> DOCUMENT:

Each of the appellants read and signed substantially similar versions of the Los Angeles Times Telesales Agreement (Agreement), discussed more fully below, when they began their employment, and respondent provided each with a copy of the Agreement. Respondent required each telesales employee to sign an acknowledgment confirming he or she understood the Agreement and agreed with its terms before making any sales. With the exception of commission rates and productivity calculations not material to this case, the рrovisions governing payment of commissions in the Agreement remained unchanged during appellants’ employment.
*701 Appellants were trained on how they should perform their jobs and received a copy of respondent’s Telesales Training Manual (Training Manual). The Training Manual explained respondent’s compensation policies and practices and how telesales employees were to be compensated. Each telesales employee earned an hourly base pay at the statutory minimum wage. In addition to the hourly minimum wage, telesales employees received a commission payout for each verified sale they made. It was stipulated that each telesales employee received his or her full hourly wage regardless of his or her net level of sales during a given pay period.
Under the Agreement, appellants received a commission only on “commissionable orders,” defined as “a sale that is input into the L.A. Times home delivery computer . . . where the customer keeps the paper for a minimum of 28 days without giving a specific stop date.” Such an order may be placed for either “a customer who is inactive in the system” or “a Sunday customer who is being converted to a Daily/Sunday order or Daily Only order.”
The Agreement also defined what was not a commissionable order: (1) an order with a specific stoр date (term order); (2) a misrepresented order; (3) an order placed with a customer currently active in respondent’s delivery system; and (4) “a charged[-]back order (when a customer does not keep the paper for at least 28 days).” (Italics added.)
Under respondent’s policies, each time a telesales employee made a sale, the sale was subject to verification. Another employee, called a “verifier,” would call the customer to ensure certain prerequisites were met before a sale could qualify for a commission payout. Specifically, the verifier ascertained whether the customer really wanted the subscription, whеther the customer already had delivery of the same product and whether respondent had previous collection problems with the customer.
Respondent retained discretion to terminate or rescind a sale (an “in[-]house kill”) prior to commencing delivery of the paper. In cases of an in-house kill, no sale was attributed to the telesales employee, no subscription was ever delivered to the customer and no commission was ever paid to the telesales employee for the sale. 3
If the verifier verified the sale, respondent would pay out a commission to the telesales employee according to the terms of the Agreement.
The Agreement, signed by each telesales employee, provides: “Even though an order is not commissionable until the customer keeps it 28 days, *702 The Times will pay you two weeks in advance for the order. Beginning on the second pay period after your start date, you will receive an advance against your commissions. The amount will be equal to the commissions attributable to the preceding pay period. However, if the subscription is rejected by The Times [an “in-house kill”] or by the customer before 28 days, the amount advanced in respect to the rejected subscription will be deducted from your compensation payable subsequent to the datе of such rejection based on your commission rate for [the] current week and you hereby authorize such deductions.” (Italics added.)

> Entries from a pointing dataset:
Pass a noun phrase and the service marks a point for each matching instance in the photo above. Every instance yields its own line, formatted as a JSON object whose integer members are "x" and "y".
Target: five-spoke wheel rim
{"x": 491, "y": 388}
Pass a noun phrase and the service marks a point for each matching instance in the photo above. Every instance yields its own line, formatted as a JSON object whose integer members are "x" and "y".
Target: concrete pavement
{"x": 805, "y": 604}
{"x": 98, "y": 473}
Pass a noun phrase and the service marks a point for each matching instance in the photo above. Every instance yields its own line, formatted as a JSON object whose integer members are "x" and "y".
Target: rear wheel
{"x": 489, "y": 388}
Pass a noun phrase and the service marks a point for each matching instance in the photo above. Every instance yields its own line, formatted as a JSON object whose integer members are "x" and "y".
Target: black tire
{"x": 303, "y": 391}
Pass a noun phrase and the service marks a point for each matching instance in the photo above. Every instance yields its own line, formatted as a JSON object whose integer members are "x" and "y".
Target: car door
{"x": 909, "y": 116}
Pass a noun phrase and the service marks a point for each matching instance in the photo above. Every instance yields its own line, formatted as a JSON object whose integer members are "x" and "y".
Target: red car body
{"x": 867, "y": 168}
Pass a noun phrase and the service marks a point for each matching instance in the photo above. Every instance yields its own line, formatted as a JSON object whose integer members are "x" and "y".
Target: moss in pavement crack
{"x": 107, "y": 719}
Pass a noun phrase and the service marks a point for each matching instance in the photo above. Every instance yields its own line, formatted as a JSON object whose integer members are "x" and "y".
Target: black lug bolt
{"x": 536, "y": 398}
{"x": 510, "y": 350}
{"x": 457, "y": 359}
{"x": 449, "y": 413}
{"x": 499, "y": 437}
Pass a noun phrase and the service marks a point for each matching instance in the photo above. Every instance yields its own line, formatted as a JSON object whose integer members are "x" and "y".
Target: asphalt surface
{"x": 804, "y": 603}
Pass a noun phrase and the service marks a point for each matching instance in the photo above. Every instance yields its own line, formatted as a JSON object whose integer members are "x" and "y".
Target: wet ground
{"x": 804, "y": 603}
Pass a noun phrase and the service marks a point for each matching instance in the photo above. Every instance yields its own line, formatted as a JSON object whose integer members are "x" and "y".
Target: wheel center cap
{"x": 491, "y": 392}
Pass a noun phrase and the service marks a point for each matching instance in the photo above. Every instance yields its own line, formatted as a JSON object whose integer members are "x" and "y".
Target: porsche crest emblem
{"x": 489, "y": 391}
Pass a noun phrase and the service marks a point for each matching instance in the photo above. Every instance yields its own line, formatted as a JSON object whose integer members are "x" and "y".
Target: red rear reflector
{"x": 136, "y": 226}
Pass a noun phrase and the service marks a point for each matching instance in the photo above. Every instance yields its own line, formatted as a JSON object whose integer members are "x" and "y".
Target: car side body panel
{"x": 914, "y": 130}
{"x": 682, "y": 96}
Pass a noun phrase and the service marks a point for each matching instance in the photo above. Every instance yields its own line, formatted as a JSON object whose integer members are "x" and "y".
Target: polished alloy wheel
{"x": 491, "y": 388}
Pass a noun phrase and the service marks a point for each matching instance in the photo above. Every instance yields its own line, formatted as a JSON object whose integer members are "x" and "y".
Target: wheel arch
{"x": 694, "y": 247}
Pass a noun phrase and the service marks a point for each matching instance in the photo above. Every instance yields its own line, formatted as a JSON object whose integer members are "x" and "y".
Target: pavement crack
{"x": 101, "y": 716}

--

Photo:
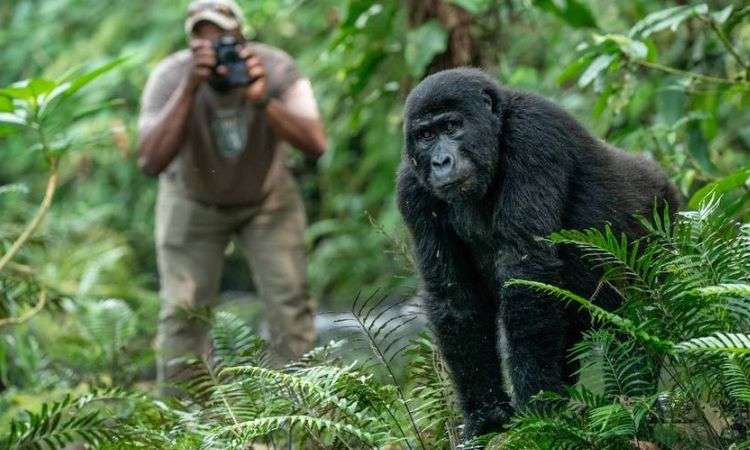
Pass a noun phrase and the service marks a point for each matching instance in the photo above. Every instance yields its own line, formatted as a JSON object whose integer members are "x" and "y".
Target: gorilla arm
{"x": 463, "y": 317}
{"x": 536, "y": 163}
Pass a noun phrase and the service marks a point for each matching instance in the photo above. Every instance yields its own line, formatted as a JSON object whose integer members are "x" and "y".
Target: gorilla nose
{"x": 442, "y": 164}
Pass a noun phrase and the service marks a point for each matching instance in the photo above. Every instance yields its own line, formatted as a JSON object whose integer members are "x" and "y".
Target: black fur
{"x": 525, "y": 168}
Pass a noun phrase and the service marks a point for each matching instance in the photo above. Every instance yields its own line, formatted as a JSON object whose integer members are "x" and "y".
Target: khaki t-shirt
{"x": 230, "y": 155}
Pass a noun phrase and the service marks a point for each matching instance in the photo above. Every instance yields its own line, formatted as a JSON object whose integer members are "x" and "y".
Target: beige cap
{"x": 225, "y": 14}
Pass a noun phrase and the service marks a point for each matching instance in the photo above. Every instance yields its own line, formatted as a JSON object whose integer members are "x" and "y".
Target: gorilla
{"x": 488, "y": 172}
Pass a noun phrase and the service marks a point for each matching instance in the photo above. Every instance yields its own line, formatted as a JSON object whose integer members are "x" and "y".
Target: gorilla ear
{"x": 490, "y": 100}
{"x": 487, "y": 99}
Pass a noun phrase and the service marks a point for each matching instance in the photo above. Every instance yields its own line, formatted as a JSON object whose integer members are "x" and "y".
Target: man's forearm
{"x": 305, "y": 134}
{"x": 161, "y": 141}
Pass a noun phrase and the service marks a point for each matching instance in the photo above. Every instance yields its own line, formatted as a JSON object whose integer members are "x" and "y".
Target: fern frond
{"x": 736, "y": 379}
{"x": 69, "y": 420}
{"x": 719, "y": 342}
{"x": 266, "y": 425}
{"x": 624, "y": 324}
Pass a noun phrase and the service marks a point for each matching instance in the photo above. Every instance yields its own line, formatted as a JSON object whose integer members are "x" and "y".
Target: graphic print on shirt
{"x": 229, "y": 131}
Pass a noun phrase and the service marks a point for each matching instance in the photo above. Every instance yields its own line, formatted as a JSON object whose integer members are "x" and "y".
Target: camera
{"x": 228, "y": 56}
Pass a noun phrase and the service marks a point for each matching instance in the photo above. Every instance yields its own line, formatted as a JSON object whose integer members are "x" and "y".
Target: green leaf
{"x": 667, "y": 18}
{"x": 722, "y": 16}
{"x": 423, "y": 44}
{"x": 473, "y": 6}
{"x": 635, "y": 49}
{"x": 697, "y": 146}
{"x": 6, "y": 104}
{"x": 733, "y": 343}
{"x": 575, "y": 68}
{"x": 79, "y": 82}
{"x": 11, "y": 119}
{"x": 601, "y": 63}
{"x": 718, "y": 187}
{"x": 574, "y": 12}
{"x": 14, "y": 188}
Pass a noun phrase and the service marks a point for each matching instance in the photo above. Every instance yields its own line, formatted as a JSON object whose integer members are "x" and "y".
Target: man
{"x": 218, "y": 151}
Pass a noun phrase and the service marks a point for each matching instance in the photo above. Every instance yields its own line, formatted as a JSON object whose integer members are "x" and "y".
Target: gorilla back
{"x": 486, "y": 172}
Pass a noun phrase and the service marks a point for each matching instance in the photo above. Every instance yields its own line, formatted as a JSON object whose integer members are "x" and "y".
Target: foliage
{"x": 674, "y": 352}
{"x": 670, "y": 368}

> STATED PROBLEM:
In the excerpt on telesales commissions, list each type of order that the Agreement defines as not being a commissionable order.

> ANSWER TO THE TASK:
- An order with a specific stop date (term order)
- A misrepresented order
- An order placed with a customer currently active in respondent's delivery system
- A charged-back order (when a customer does not keep the paper for at least 28 days)